▶ _Requirement_: Copy out every one of the rows below word for word, leaving out the pictures.

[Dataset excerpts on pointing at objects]
begin

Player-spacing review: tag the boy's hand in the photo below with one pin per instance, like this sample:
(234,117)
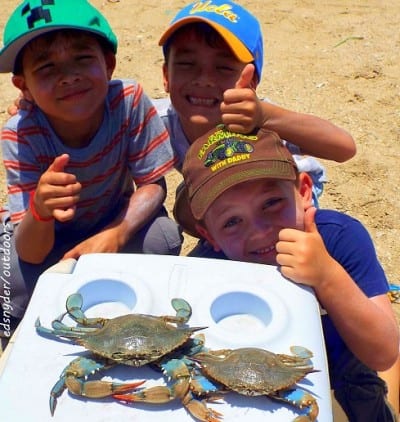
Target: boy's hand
(106,241)
(57,191)
(241,109)
(302,254)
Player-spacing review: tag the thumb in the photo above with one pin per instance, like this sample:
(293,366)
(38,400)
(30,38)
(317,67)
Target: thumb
(309,220)
(246,77)
(59,163)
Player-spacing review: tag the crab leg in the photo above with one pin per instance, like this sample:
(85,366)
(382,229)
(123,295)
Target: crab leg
(179,370)
(80,368)
(302,400)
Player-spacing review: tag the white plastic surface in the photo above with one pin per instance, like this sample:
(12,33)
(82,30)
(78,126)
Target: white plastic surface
(241,304)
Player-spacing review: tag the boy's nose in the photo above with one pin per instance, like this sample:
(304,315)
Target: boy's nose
(261,225)
(205,77)
(68,77)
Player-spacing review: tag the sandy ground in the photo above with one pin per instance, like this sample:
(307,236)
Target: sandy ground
(336,59)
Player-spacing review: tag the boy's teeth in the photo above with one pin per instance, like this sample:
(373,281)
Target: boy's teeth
(264,250)
(201,101)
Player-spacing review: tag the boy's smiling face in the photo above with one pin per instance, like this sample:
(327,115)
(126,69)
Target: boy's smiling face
(196,76)
(67,77)
(244,221)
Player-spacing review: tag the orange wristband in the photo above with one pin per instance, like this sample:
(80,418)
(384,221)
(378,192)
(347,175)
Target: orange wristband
(34,213)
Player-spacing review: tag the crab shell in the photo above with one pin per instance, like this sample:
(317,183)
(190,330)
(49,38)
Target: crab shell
(253,371)
(135,339)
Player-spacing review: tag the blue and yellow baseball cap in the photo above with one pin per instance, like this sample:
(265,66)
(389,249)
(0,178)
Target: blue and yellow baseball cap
(238,27)
(36,17)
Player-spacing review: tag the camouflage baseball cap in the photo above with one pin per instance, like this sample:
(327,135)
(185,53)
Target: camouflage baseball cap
(36,17)
(222,159)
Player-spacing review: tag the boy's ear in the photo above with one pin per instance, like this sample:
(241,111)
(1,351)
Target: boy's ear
(19,82)
(165,77)
(305,188)
(206,235)
(111,62)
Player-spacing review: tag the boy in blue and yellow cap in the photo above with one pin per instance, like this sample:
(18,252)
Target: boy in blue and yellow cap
(213,53)
(85,166)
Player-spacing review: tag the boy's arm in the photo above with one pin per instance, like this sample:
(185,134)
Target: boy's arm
(313,135)
(53,199)
(367,325)
(242,111)
(143,205)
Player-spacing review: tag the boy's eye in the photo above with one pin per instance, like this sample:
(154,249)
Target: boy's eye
(44,67)
(272,203)
(231,222)
(85,57)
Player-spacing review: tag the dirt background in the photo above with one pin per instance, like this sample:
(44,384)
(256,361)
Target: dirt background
(336,59)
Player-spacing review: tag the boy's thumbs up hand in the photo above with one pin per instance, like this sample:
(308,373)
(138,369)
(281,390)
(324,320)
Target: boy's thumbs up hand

end

▶ _Finished answer_:
Player-spacing review: tag the boy's hand in the photo below with one pin per instance, like this sample:
(234,117)
Target: boy's hand
(106,241)
(57,191)
(241,109)
(302,254)
Player-spacing review: tag the thumb in the photo above with one pin per instance, like this sample:
(293,366)
(38,400)
(30,38)
(317,67)
Target: thumb
(309,220)
(246,77)
(59,163)
Player-spacing review: tag the crab leg in the photo above with one pin per instance, like this sample:
(85,366)
(382,229)
(123,295)
Target: crab leg
(179,370)
(80,368)
(302,400)
Player-spacing review: tag the white plastic surface in the photo above with one pin per instance, like this sample:
(12,33)
(82,30)
(78,126)
Target: white plastic surface
(241,304)
Player-spacing review: tag the boy's nose in the photo above with one pin per instance, like this sample:
(304,315)
Target: boy's nose
(261,225)
(205,77)
(68,77)
Player-spacing review: tag the sandy ground in the photo above with one pin per instance, like this sample:
(307,236)
Target: sandy ground
(336,59)
Player-spacing review: tag the boy's teeth in the photo above with one pin per instance, like this sample:
(373,281)
Target: boy's teeth
(264,250)
(201,101)
Player-spacing review: tag the boy's smiling face in the photo above with one pin per instance, like this sample:
(327,115)
(126,69)
Target: boy's smiling face
(196,76)
(67,77)
(244,221)
Player-spacing review: tag the orange wristband in the photo above with one pin per instance, like this sample:
(80,418)
(384,221)
(378,192)
(347,175)
Target: orange wristband
(34,213)
Player-spacing review: tag the crab shell in the photo above with one pin per instance, like this sample:
(317,183)
(190,330)
(49,38)
Target: crab shell
(253,371)
(135,339)
Player-spacing review: tag the blue and yellow baseball cap in the photo above with one pin per instance, like this sample:
(265,66)
(389,249)
(0,178)
Target: blue and yellow baseball cap
(238,27)
(36,17)
Player-spacing review: tag the camouflage baseball cap in the photo above with one pin per instance, like this sample:
(327,135)
(185,53)
Target: camouflage baseball cap
(36,17)
(222,159)
Player-spacing review: tag the boy's ear in the photo above with one pin per instance, like this sample:
(241,111)
(1,351)
Target: boy's ear
(19,82)
(165,77)
(305,188)
(206,235)
(111,62)
Player-spacing review: tag the boy in blue and yellow cap in the photo above with one pin per instance, like this sample:
(18,252)
Target: boy in blue and yellow cap
(213,53)
(85,166)
Player-spacing review: tag the boy's arm in the photo above with one pin per instance, like this sample:
(185,134)
Target: boy's arm
(313,135)
(53,199)
(367,325)
(242,111)
(143,205)
Player-spacing review: tag the boy's eye in the photo above with one pin per instance, like this sample:
(154,249)
Target: boy's eye
(44,67)
(272,203)
(231,222)
(85,57)
Player-spacing review: tag the dirt background in the photo above with one pin per instance, like this sample:
(44,384)
(256,361)
Target: dirt background
(336,59)
Player-spacing review: tag the boy's thumbs up hand in the photo above with one pin per instance, like this sample:
(308,373)
(138,369)
(281,390)
(324,320)
Target: boy's thumbs up hand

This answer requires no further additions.